Attacks on RSA

tl;dr: I discuss the issues related to small exponents, how to improve the success rate of an attack on RSA, how the square root relates to the hardness of the RSA problem, and its connection with Shor’s algorithm. Many of the materials discussed below are thanks to the lecture notes and coursework that I have taken in Introduction to Cryptography.

Prerequisites

RSA
Chinese Remainder Theorem (CRT)
Shor’s Algorithm (for the last section only)

Small Exponent Attack

Alice wants to send a (k − 1)-bit message, $m$ , to Bob, Cathy, and Dave. Bob, Cathy, and Dave have distinct k-bit RSA keys, $N_B$ , $N_C$ , and $N_D$ , and they all use the same exponent, $e = 3$ . Alice uses plain textbook RSA to encrypt $m$ under each key, resulting in three ciphertexts $c_B$ , $c_C$ , and $c_D$ , which she sends to them. Eve intercepts all three ciphertexts. Show that Eve can recover the plaintext $m$ .

There are two cases to consider:

$N_A$ , $N_B$ , and $N_C$ are not pairwise coprime.

## Data
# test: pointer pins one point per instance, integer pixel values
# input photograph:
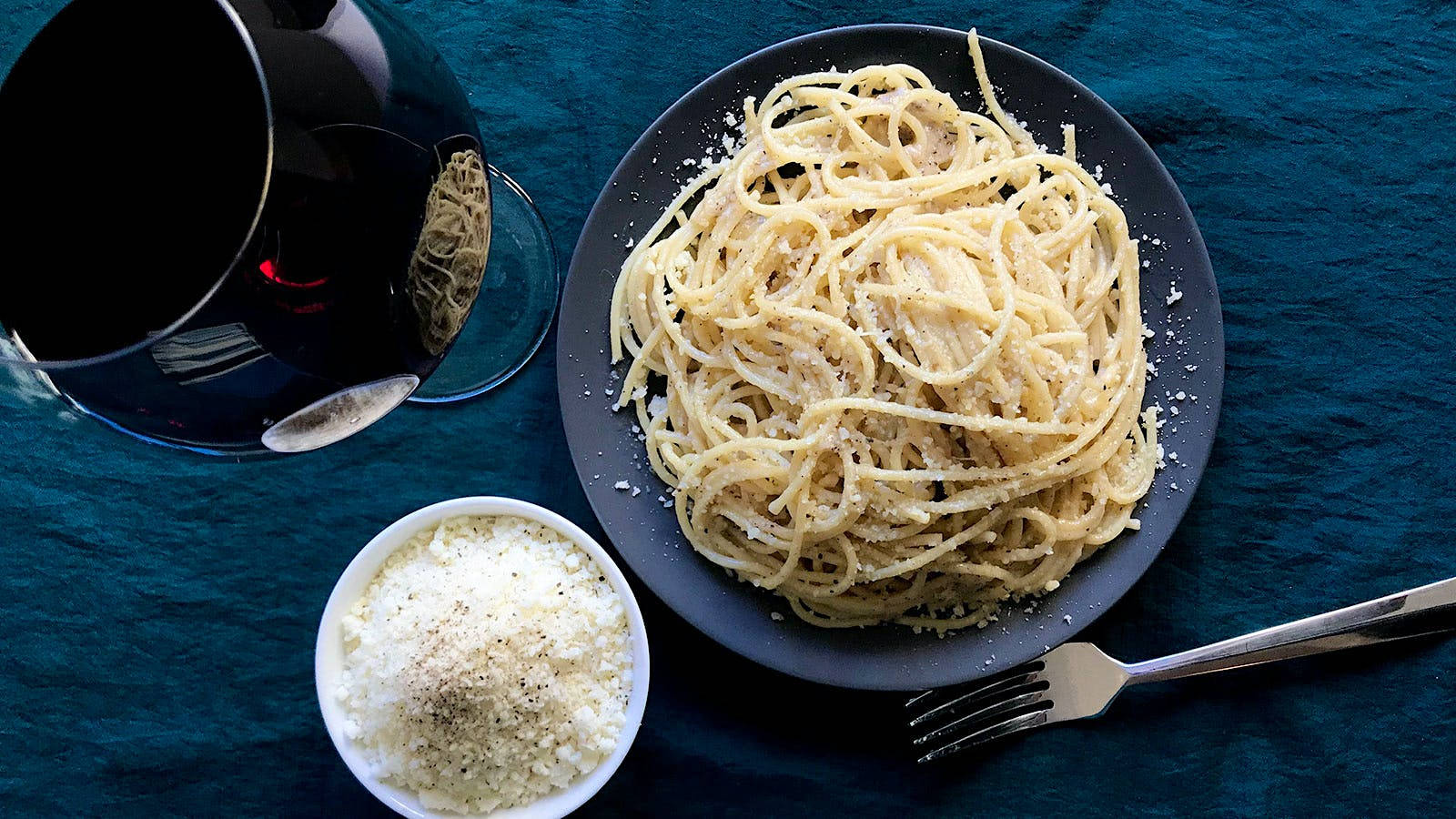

## Exercise instructions
1 > In the RSA attacks text, what exponent do Bob, Cathy, and Dave all use?
2 > Copy from the RSA attacks text, word for word, the passage from "tl;dr: I discuss" up to and including "last section only)".

## Answers to the exercises
1 > They all use the same exponent, e = 3.

2 >
tl;dr: I discuss the issues related to small exponents, how to improve the success rate of an attack on RSA, how the square root relates to the hardness of the RSA problem, and its connection with Shor’s algorithm. Many of the materials discussed below are thanks to the lecture notes and coursework that I have taken in Introduction to Cryptography.

Prerequisites

RSA
Chinese Remainder Theorem (CRT)
Shor’s Algorithm (for the last section only)